Task details: Show every line of the data below that includes the word "shtreimel".

(Natural-language object grounding data)
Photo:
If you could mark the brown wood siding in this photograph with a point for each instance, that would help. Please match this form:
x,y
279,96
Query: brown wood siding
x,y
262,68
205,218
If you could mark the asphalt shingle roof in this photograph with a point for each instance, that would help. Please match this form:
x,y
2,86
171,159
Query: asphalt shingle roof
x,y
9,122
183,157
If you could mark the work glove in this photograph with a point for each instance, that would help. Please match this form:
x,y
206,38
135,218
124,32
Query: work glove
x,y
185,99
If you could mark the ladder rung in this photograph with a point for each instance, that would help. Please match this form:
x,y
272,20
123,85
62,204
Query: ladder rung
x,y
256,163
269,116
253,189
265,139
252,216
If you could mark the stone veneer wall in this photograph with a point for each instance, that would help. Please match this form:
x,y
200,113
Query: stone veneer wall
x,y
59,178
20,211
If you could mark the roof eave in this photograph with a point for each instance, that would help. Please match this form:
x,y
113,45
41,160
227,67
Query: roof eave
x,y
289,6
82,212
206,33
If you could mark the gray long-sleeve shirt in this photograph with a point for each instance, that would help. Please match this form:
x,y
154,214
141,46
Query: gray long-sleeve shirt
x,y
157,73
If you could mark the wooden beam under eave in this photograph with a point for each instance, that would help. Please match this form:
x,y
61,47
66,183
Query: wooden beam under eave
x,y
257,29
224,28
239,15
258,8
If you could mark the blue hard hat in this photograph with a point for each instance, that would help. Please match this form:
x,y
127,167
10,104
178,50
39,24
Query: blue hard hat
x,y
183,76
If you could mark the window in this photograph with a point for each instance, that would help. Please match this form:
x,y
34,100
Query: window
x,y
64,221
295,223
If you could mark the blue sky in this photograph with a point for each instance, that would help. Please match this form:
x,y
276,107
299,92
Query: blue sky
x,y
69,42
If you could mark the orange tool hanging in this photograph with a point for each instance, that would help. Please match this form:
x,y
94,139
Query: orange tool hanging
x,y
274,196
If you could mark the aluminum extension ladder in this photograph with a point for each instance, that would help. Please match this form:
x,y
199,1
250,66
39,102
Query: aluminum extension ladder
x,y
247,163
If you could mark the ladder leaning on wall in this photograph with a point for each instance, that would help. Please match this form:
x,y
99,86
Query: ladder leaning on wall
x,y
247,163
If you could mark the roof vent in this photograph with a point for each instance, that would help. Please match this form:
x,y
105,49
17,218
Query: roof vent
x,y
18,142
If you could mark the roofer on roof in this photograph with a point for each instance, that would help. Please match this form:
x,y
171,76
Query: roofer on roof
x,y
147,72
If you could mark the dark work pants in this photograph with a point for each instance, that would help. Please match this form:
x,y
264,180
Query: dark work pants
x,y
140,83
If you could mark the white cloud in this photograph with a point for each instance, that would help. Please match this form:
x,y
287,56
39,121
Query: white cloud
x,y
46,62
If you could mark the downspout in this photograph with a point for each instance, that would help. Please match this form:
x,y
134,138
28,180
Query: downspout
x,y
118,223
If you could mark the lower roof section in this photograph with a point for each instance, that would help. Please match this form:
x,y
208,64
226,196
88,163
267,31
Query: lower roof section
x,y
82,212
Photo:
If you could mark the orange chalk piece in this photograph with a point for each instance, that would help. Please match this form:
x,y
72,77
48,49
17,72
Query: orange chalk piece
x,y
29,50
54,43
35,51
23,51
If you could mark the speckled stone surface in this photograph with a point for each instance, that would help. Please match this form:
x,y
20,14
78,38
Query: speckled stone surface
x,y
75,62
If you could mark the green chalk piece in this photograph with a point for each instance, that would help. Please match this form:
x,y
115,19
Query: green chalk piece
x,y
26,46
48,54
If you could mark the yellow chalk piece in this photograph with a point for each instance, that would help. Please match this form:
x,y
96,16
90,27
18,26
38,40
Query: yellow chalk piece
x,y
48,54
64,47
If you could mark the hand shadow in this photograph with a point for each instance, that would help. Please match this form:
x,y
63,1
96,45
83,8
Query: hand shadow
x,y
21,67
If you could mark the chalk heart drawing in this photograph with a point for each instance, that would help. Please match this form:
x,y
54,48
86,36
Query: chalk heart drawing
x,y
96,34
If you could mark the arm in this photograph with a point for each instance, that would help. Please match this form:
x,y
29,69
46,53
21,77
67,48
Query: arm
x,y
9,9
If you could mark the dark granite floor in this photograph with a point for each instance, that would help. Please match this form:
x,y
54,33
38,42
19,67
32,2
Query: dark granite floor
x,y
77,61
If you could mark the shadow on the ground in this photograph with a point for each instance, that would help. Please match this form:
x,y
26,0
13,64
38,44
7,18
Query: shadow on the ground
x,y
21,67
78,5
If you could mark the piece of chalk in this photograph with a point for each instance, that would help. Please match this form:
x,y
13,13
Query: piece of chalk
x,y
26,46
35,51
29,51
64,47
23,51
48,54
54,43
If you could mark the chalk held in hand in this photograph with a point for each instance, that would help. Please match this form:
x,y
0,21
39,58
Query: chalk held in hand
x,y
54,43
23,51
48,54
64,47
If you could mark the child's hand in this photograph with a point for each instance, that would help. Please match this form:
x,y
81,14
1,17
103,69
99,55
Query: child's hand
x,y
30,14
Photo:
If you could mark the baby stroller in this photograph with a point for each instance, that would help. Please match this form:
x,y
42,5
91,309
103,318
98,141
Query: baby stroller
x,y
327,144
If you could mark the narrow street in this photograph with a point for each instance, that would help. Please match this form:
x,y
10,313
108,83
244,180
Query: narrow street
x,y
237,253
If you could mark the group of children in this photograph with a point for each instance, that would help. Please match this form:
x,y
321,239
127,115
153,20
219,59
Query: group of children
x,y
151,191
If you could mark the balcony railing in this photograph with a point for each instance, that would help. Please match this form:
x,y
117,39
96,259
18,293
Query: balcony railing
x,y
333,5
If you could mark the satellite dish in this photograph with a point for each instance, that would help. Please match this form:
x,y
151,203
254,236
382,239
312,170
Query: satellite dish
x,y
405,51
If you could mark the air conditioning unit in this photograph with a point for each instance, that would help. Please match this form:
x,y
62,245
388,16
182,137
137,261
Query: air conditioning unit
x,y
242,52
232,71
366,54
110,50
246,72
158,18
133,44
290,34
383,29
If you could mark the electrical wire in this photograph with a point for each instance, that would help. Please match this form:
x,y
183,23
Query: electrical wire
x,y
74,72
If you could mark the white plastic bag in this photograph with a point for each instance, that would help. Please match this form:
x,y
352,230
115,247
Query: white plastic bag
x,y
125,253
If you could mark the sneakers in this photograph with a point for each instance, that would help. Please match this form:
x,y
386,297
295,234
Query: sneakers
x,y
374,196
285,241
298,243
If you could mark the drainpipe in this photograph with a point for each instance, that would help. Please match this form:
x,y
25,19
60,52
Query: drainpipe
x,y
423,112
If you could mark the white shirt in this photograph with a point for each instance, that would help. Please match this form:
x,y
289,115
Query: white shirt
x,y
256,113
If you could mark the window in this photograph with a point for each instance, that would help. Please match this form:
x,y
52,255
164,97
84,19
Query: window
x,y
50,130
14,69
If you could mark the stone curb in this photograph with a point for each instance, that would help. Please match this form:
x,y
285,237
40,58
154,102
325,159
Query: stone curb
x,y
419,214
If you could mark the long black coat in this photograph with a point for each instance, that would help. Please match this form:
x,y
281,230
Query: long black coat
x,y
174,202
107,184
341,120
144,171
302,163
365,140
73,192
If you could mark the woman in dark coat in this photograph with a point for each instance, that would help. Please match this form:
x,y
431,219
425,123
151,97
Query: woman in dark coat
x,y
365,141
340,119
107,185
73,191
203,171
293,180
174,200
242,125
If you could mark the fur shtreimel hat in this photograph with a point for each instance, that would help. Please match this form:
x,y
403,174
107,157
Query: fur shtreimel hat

Completed exercise:
If you could mark the fur shtreimel hat in this photograph with a point for each instance, that would help. Please match this form:
Query: fur shtreimel hat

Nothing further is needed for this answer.